Data lines
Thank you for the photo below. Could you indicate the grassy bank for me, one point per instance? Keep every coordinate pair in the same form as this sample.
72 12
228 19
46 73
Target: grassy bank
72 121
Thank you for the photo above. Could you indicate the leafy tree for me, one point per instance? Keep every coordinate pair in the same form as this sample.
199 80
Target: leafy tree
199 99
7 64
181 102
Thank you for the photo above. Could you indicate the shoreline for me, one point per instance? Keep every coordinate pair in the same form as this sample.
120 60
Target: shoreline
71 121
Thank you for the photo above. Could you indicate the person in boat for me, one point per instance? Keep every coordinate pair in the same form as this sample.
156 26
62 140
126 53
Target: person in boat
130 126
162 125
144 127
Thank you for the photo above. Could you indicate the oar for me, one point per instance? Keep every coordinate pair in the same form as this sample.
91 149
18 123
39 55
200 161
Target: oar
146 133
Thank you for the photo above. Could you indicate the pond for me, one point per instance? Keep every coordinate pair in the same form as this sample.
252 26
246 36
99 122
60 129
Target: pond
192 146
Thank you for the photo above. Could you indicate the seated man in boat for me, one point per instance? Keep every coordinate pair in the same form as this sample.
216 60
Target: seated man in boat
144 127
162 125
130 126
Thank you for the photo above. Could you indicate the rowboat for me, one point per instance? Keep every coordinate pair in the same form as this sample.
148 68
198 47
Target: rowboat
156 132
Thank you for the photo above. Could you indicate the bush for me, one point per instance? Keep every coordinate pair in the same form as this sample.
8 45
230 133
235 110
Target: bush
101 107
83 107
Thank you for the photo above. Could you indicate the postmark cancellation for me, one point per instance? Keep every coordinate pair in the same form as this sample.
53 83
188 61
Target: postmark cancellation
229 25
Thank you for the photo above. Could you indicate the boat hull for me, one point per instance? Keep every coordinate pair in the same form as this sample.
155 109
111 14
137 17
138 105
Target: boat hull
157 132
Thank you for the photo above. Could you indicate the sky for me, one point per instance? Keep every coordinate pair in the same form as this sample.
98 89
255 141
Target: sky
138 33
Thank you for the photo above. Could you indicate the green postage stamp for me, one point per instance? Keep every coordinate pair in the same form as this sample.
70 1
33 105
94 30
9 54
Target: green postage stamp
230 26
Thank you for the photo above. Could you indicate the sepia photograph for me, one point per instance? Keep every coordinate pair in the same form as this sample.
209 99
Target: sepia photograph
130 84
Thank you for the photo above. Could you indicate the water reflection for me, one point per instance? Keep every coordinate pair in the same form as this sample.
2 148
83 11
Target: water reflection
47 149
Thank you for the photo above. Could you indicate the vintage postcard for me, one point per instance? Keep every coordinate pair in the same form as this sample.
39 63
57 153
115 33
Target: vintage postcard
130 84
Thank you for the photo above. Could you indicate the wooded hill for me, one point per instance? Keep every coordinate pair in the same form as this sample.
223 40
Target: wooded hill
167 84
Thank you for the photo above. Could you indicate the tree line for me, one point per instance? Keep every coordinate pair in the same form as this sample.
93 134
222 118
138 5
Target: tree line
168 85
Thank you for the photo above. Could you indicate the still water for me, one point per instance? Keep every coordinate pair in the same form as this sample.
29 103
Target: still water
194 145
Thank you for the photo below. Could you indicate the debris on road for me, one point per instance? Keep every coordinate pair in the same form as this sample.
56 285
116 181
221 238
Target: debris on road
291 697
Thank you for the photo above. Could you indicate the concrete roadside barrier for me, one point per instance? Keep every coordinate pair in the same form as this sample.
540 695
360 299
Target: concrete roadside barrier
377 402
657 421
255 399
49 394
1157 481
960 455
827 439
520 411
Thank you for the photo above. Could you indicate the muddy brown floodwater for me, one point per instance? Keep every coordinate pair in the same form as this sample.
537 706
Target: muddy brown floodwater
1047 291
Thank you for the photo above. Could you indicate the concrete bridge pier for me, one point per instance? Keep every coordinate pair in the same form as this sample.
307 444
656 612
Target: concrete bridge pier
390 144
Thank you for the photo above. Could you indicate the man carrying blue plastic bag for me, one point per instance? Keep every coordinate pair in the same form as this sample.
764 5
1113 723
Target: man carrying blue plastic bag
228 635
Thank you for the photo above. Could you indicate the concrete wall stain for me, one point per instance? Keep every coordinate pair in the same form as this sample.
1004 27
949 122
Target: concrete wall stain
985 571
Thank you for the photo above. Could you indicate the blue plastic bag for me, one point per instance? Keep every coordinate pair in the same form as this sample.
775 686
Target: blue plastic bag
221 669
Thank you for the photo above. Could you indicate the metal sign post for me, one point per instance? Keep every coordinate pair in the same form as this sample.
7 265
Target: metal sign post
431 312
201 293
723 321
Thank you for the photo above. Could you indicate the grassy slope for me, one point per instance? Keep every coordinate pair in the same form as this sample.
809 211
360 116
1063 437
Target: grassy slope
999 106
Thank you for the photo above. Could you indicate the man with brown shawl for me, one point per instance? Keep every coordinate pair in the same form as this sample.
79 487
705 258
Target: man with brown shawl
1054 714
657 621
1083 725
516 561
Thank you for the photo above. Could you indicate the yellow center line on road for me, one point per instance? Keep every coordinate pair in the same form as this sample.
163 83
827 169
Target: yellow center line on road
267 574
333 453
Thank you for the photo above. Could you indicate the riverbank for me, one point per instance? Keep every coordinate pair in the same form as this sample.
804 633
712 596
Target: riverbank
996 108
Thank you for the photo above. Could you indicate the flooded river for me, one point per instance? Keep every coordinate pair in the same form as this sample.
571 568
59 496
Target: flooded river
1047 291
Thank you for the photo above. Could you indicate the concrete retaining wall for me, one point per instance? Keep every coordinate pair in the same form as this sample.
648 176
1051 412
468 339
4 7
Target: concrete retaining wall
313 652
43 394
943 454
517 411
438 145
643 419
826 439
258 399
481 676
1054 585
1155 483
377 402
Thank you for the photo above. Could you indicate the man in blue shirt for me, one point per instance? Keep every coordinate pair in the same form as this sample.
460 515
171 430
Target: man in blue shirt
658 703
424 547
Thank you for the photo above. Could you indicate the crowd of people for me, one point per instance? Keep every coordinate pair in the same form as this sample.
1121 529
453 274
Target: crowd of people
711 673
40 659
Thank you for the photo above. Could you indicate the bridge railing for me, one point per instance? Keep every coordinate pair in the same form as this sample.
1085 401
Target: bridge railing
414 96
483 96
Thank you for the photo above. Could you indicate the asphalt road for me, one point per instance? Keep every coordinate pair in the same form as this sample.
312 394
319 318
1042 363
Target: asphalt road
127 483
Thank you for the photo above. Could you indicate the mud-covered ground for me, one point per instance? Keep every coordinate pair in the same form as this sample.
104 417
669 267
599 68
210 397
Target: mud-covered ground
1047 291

Task directions
Copy the material above without any changes, from the line containing "Thank you for the photo above. Could you indicate the yellow" through the last line of the material.

The reply
Thank you for the photo above. Could you indicate the yellow center line on road for me, one point per instance? Keep every coordinate pair in the same form as this sample.
163 83
827 169
Target: yellow center line on road
267 574
333 453
Thank you for the photo above. Could you indicate the riverbank for me, one point per instance? Keep every coordinate pair in the same form as this sample.
804 633
712 596
Target: riverbank
996 108
Thank you for the photo above. Could you indicate the flooded river for me, one point per instance? Keep every coordinate pair in the same form as this sample.
571 568
59 496
Target: flooded river
1047 291
Thank you for the photo above. Could you indicate the concrete retaining wall for me, one point per instance? Keep every coordinate pair in the same form as this sample.
648 176
1051 412
468 339
4 7
Target: concrete retaining wall
313 652
43 394
943 454
517 411
438 145
643 419
826 439
258 399
481 676
1054 585
1155 483
377 402
Thank you for the photo above. Could you indicate the man in blue shirt for me, one point per instance? Keep every coordinate pair in the same form as this sample.
460 515
171 430
Target: man in blue shirt
658 703
424 547
Thank you for the photo above. Could you indicate the crowd of people for me, one point per instance? Keep every coordinate pair in the same form as this sample.
1121 529
453 274
Target: crowd of people
711 673
40 659
Thank you for the photo above. Could you indicate the bridge railing for me, one point per instance? Keep every coordinate pair in the same form as this sample.
1085 401
Target: bridge railing
414 96
483 96
Thank you for the photo above. Could you indicate the asphalt road for me, one point per instance? Keep every coordinate pair in the same form as this sample.
312 394
319 318
1042 363
Target: asphalt road
127 483
Thank you for the photo above. Could you indicate the mud-covered ground for me, one point per instance? Keep every coordinate pair in the same form as this sample.
104 417
669 267
599 68
210 397
Target: mud-covered ground
1047 291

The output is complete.